Edit the records starting with the line containing "Provide the polygon of every instance of the forest" and going on through the end of the records so that "forest background" becomes "woodland backdrop", leaving everything else unchanged. Give back only those lines, without the pictures.

Dataset excerpt:
[Begin]

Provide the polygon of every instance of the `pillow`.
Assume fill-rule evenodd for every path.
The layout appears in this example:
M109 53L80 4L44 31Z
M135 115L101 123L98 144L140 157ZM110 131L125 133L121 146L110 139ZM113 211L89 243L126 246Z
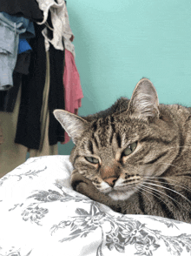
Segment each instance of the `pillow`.
M1 256L190 255L190 224L123 215L73 191L69 158L31 158L0 179Z

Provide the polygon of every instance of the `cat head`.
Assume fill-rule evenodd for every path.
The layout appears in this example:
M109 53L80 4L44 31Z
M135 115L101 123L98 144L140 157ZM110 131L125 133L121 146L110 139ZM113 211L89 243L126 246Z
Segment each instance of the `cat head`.
M91 122L63 110L54 115L76 145L74 167L114 199L128 199L148 177L161 175L177 153L173 119L147 78L125 111Z

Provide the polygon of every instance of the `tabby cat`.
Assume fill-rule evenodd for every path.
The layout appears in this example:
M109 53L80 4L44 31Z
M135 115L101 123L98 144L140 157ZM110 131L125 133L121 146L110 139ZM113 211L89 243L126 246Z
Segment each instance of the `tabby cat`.
M121 213L191 222L191 108L159 104L142 78L106 111L54 114L75 144L76 191Z

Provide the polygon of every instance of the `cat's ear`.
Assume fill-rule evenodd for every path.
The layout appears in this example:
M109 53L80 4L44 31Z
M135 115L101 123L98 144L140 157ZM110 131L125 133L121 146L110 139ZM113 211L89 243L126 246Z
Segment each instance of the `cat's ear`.
M88 122L63 110L55 110L53 114L71 138L74 144L76 144L77 140L87 128Z
M153 84L142 78L136 84L131 97L128 111L131 116L144 120L159 118L159 99Z

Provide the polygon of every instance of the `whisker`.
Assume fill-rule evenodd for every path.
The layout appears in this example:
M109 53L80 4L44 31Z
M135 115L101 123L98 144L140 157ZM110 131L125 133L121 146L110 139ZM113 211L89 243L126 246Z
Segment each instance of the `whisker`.
M145 191L145 192L147 192L146 190L144 190L143 188L142 188L142 187L138 187L138 189L137 189L137 191L138 192L142 192L140 189L142 189L142 190L143 190L143 191ZM142 192L143 193L143 192ZM150 192L151 193L151 192ZM151 206L153 205L153 203L152 203L152 201L151 201L151 199L149 199L149 197L146 194L146 193L143 193L144 194L144 196L146 196L147 198L148 198L148 199L150 201L150 204L151 204ZM151 193L152 194L152 193Z
M175 179L169 179L169 178L167 178L167 177L164 177L164 178L155 177L155 176L153 176L153 177L150 177L150 176L145 176L145 177L146 177L146 178L149 178L150 179L168 179L168 180L171 180L171 181L173 181L173 182L175 182L175 183L179 183L179 184L180 184L179 181L175 180ZM168 182L163 182L163 181L159 181L159 180L155 180L155 182L159 182L159 183L163 183L163 184L168 184ZM191 189L190 189L189 187L188 187L187 185L180 185L173 184L173 183L171 183L171 184L174 185L176 185L176 186L178 186L178 187L181 187L181 188L183 188L183 189L186 189L186 190L191 192Z
M159 199L160 200L161 200L161 199L159 197L159 196L157 196L155 193L154 193L153 192L150 192L150 191L154 191L154 189L152 189L152 188L150 188L150 187L148 187L148 186L147 186L147 185L143 185L145 188L143 188L142 187L142 185L142 185L142 187L141 187L141 189L142 190L143 190L144 192L148 192L148 193L150 193L151 195L153 195L153 196L155 196L155 198L157 198L157 199ZM155 191L157 191L157 190L155 190ZM165 196L166 196L166 194L165 194ZM164 196L161 196L163 199L165 199L165 197ZM163 203L165 203L165 201L163 201L163 200L161 200ZM170 202L171 204L172 204L172 202ZM173 204L172 204L173 205Z
M177 200L175 200L175 199L173 199L173 198L170 197L169 195L167 195L166 193L161 192L160 190L157 190L157 189L155 189L155 188L152 188L152 187L148 187L148 186L147 186L147 185L144 185L143 184L142 184L142 185L143 185L143 186L144 186L145 188L147 188L147 189L149 189L149 190L151 190L151 191L155 191L155 192L160 192L161 194L163 194L163 195L164 195L163 197L161 195L163 199L165 199L166 197L168 197L168 198L171 199L174 202L176 203L176 205L177 205L177 206L179 207L179 209L181 209L180 206L179 206L179 205L180 205L181 207L185 208L185 209L188 211L188 209L187 209L186 207L184 207L181 203L179 203ZM156 198L158 198L159 199L161 199L161 198L158 197L155 193L152 193L152 194L153 194L155 197L156 197ZM165 201L163 201L163 200L162 200L162 202L165 203ZM172 204L172 202L170 202L170 203ZM173 204L172 204L172 205L173 205ZM189 212L189 211L188 211L188 212Z
M167 189L167 190L172 191L172 192L177 193L178 195L181 196L182 198L184 198L188 202L189 202L189 203L191 204L191 201L190 201L189 199L188 199L185 196L183 196L181 193L176 192L175 190L173 190L173 189L168 188L168 187L165 187L165 186L163 186L163 185L156 185L156 184L155 184L155 183L149 183L149 182L144 182L144 183L145 183L145 184L153 185L155 185L155 186L160 186L160 187L162 187L162 188L164 188L164 189Z

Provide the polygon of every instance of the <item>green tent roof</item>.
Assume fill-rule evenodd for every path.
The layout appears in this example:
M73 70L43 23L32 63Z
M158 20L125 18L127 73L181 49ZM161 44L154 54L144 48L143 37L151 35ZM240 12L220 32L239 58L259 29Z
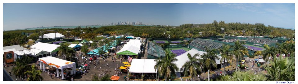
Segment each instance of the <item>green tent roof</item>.
M80 42L80 43L88 43L88 42L88 42L88 41L87 41L86 40L82 40L81 41L81 42Z

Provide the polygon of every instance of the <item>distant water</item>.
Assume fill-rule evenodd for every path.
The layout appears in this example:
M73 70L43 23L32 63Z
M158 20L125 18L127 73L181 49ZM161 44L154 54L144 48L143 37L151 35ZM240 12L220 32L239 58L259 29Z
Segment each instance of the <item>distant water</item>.
M90 27L91 28L93 28L94 27L95 27L96 28L99 27L101 27L104 26L114 26L115 25L93 25L93 26L80 26L81 28L85 28L86 27L86 26L87 26L87 27ZM154 25L133 25L134 26L154 26ZM18 29L16 30L11 30L8 31L12 31L12 30L35 30L35 29L51 29L51 28L61 28L61 29L67 29L67 28L74 28L76 27L79 27L79 26L63 26L63 27L39 27L39 28L26 28L26 29Z

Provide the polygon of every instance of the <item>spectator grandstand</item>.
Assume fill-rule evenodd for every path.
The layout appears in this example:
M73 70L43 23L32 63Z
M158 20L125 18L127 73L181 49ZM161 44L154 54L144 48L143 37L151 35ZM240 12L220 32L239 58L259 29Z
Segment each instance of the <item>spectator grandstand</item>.
M147 57L148 59L154 59L165 57L165 53L162 48L151 42L148 42Z
M268 39L263 39L258 38L254 38L254 39L253 37L249 38L247 39L246 41L248 42L267 45L270 45L272 43L275 44L278 42L277 40L271 40Z
M213 42L210 40L201 39L202 41L202 50L206 51L205 47L209 48L210 49L217 49L223 46L223 44L216 42ZM197 38L194 40L189 44L190 45L190 48L192 48L193 47L195 47L197 49L201 49L201 39Z

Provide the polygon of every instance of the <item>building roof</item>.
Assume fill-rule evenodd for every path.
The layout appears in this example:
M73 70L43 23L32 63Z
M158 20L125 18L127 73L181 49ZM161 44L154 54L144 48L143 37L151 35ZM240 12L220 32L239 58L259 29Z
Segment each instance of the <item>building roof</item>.
M30 46L30 48L52 52L57 49L59 46L60 45L39 42Z
M10 52L10 51L13 51L13 52L16 52L16 49L15 49L15 48L11 48L11 49L3 50L3 54L4 54L4 52Z
M74 44L71 44L70 45L68 46L68 47L70 47L71 48L75 48L78 47L79 47L80 46L81 46L79 45Z
M178 60L178 61L175 61L174 62L176 64L176 65L177 65L178 68L179 68L179 69L180 69L186 61L189 61L188 57L187 56L187 54L188 53L189 53L192 56L193 56L196 54L198 54L200 55L200 56L197 57L198 58L197 58L201 59L201 56L204 53L206 53L207 52L204 51L198 51L194 48L192 48L187 52L175 57L176 59ZM222 57L218 55L216 55L219 58L219 59L215 61L216 61L216 64L220 64L221 63L220 62L220 59L221 59ZM221 62L221 63L222 63L223 62ZM183 71L183 70L181 70L178 71L178 72L181 72Z
M51 39L51 38L55 38L55 34L56 35L56 37L65 37L65 36L63 35L62 34L61 34L59 33L48 33L48 34L43 34L43 38L48 38L48 39ZM42 37L42 36L40 36L39 38L41 38Z
M154 66L156 62L154 59L133 59L129 72L144 73L156 73Z
M31 54L33 56L35 56L35 55L37 54L38 54L38 53L39 53L40 52L42 51L43 51L42 50L35 49L35 48L31 49L30 50L31 50L32 52L34 52L34 53L31 53Z
M70 68L75 65L75 62L52 57L52 56L39 58L38 61L59 69Z
M117 54L137 55L141 49L141 40L130 40L117 53Z
M23 50L23 47L22 46L20 46L19 45L11 45L9 46L4 46L3 47L3 50L6 50L8 49L10 49L12 48L15 48L16 50ZM29 50L28 49L24 48L24 50Z

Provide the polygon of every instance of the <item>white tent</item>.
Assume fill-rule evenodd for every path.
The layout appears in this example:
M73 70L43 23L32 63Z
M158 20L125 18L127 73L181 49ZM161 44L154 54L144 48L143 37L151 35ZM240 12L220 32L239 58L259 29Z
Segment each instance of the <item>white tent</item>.
M79 44L78 44L78 45L79 45L80 46L83 46L83 45L84 45L83 44L81 44L81 43L79 43Z
M52 53L60 45L39 42L30 46L30 48Z
M48 34L43 34L43 38L47 38L47 39L51 39L51 38L55 38L55 35L56 34L56 38L64 38L65 37L65 36L59 33L48 33ZM40 36L39 37L39 38L43 37L42 36Z
M198 54L200 56L202 55L204 53L207 53L206 52L199 51L197 50L196 50L194 48L192 48L192 49L190 50L189 51L188 51L187 52L186 52L184 53L183 53L182 54L176 57L175 58L177 59L178 59L178 61L175 62L175 63L176 64L176 65L177 65L177 66L178 66L178 68L180 69L181 68L181 67L182 67L182 66L184 65L184 64L187 61L189 61L189 59L188 59L188 57L187 56L187 54L189 53L192 56L193 56L196 54ZM221 59L222 57L219 56L219 55L216 55L217 57L219 58L219 59L216 60L216 64L219 64L220 63L223 63L223 62L220 62L220 59ZM199 57L198 57L197 58L201 59L201 56ZM226 60L226 61L227 61ZM178 71L178 72L181 72L183 71L183 70Z
M34 52L30 51L30 50L24 50L22 51L17 51L15 52L14 52L18 55L19 56L21 56L24 55L31 54L32 53L34 53Z
M138 55L139 51L141 49L141 45L142 43L141 42L141 40L130 40L129 42L124 45L123 47L117 52L117 54ZM131 52L133 53L131 53Z
M129 70L130 73L156 73L154 69L154 59L133 59Z
M65 75L64 74L64 69L65 68L70 68L72 70L70 72L71 73L69 74L75 74L75 63L68 61L56 57L52 57L52 56L40 58L38 59L38 61L40 63L40 69L43 69L43 71L45 71L45 65L48 65L51 66L56 68L56 72L59 72L59 70L61 70L61 74ZM68 72L66 72L66 73ZM59 77L59 73L57 73L57 77ZM64 79L64 77L62 76L62 79Z

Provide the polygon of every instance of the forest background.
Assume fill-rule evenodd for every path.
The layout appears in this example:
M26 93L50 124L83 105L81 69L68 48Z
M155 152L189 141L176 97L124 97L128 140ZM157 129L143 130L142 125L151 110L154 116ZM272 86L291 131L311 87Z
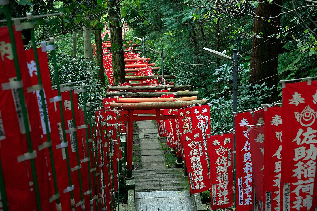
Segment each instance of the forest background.
M238 111L280 100L279 80L317 76L317 2L312 0L10 3L14 17L30 12L34 15L63 13L36 19L37 41L52 36L76 36L55 43L59 82L71 80L86 80L88 84L102 83L103 88L87 87L88 100L94 103L101 102L108 83L106 75L101 74L104 70L98 57L93 58L87 46L98 40L95 35L104 31L105 22L114 25L111 16L114 14L119 24L116 28L126 22L132 29L126 35L127 40L135 43L138 41L134 36L146 38L146 57L151 57L156 66L160 66L160 56L149 49L164 49L164 74L176 77L168 80L191 85L191 91L198 91L199 98L212 103L215 132L233 127L232 68L230 62L204 52L203 48L225 50L230 56L233 49L238 49ZM0 19L4 18L0 7ZM0 23L0 26L4 25ZM29 44L29 32L22 32L24 44ZM127 43L118 43L113 50L118 50L123 44ZM52 73L51 54L48 56ZM53 74L51 76L53 79ZM80 97L79 100L82 105L82 99Z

[End]

▶ _REPLY TO THE EXERCISE_
Provide the polygon of every instance of the woodland backdrop.
Assume fill-rule evenodd for every path.
The layout appears in this example:
M26 93L50 124L83 105L81 69L68 48Z
M155 152L189 141L176 97L124 97L128 140ZM157 129L143 130L142 125L151 110L154 116ZM272 86L291 131L311 87Z
Segment each instance of the woodland backdrop.
M238 111L280 100L279 80L317 76L317 2L312 0L10 3L14 17L30 12L34 15L63 13L36 19L37 41L52 36L76 36L55 43L59 82L71 80L86 80L88 84L102 83L103 88L87 87L88 100L94 103L101 102L108 83L106 75L101 74L104 70L98 57L93 58L87 46L98 40L95 35L104 31L105 22L114 25L111 16L114 14L119 24L116 28L126 22L132 29L126 35L127 40L135 43L138 41L134 36L146 38L146 57L151 57L156 66L160 66L160 56L149 49L164 49L164 74L176 77L168 80L191 85L191 91L198 91L199 98L212 103L215 132L233 127L232 68L230 62L204 52L203 48L225 50L230 56L233 49L238 49ZM0 19L4 18L0 7ZM0 23L0 26L4 25ZM29 44L29 32L22 32L24 44ZM127 43L118 43L113 50L118 50L123 44ZM52 73L51 54L48 56ZM53 74L51 76L53 79ZM80 97L79 100L82 105L82 99Z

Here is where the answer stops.